(DATA RECORDS):
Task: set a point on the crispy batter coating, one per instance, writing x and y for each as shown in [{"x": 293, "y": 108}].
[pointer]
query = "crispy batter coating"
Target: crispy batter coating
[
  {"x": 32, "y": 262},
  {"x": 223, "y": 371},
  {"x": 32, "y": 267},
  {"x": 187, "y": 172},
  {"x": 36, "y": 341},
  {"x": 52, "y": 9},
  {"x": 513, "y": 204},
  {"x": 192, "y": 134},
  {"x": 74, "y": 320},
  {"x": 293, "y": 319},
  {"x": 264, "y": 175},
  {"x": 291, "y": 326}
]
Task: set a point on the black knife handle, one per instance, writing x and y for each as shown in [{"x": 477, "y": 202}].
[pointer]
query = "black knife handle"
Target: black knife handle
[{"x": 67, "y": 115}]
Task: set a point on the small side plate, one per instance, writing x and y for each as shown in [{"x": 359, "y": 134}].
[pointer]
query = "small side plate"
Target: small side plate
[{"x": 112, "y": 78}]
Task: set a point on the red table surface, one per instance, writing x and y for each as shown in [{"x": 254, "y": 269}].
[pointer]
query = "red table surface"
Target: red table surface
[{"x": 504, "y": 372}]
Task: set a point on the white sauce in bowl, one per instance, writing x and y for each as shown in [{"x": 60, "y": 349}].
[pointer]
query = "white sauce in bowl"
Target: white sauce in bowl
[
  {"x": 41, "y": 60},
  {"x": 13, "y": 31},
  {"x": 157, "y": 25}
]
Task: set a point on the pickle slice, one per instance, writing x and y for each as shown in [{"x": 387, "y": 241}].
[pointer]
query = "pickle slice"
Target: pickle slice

(EXERCISE INSTRUCTIONS): Repeat the listing in full, keeping every line exactly as it is.

(ANSWER TO THIS EXERCISE):
Task: set a point on the crispy batter coating, one per instance, writing x and y for each as shown in [{"x": 293, "y": 108}].
[pointer]
query = "crispy batter coating"
Target: crispy batter coating
[
  {"x": 32, "y": 262},
  {"x": 223, "y": 371},
  {"x": 32, "y": 267},
  {"x": 187, "y": 172},
  {"x": 36, "y": 341},
  {"x": 52, "y": 9},
  {"x": 513, "y": 204},
  {"x": 192, "y": 134},
  {"x": 74, "y": 320},
  {"x": 293, "y": 319},
  {"x": 264, "y": 175},
  {"x": 291, "y": 326}
]
Task: set a point on the black knife handle, one per instance, writing x and y for each as shown in [{"x": 477, "y": 202}].
[pointer]
query = "black knife handle"
Target: black knife handle
[{"x": 67, "y": 115}]
Task: set a point on the small side plate, one per instance, writing x and y for each as shown in [{"x": 359, "y": 134}].
[pointer]
query = "small side plate"
Target: small side plate
[{"x": 112, "y": 78}]
Task: set a point on the red table surface, one per instance, writing x and y for each as shown in [{"x": 254, "y": 269}].
[pointer]
query = "red table surface"
Target: red table surface
[{"x": 504, "y": 372}]
Task: set a point on the white sauce in bowl, one per instance, writing x and y for each as shown in [{"x": 60, "y": 349}].
[pointer]
query = "white sauce in bowl"
Target: white sauce in bowl
[
  {"x": 41, "y": 60},
  {"x": 13, "y": 31},
  {"x": 157, "y": 25}
]
Task: set a point on the pickle slice, one per instance, writing x and y for each as shown in [{"x": 387, "y": 241}].
[pointer]
query = "pickle slice"
Target: pickle slice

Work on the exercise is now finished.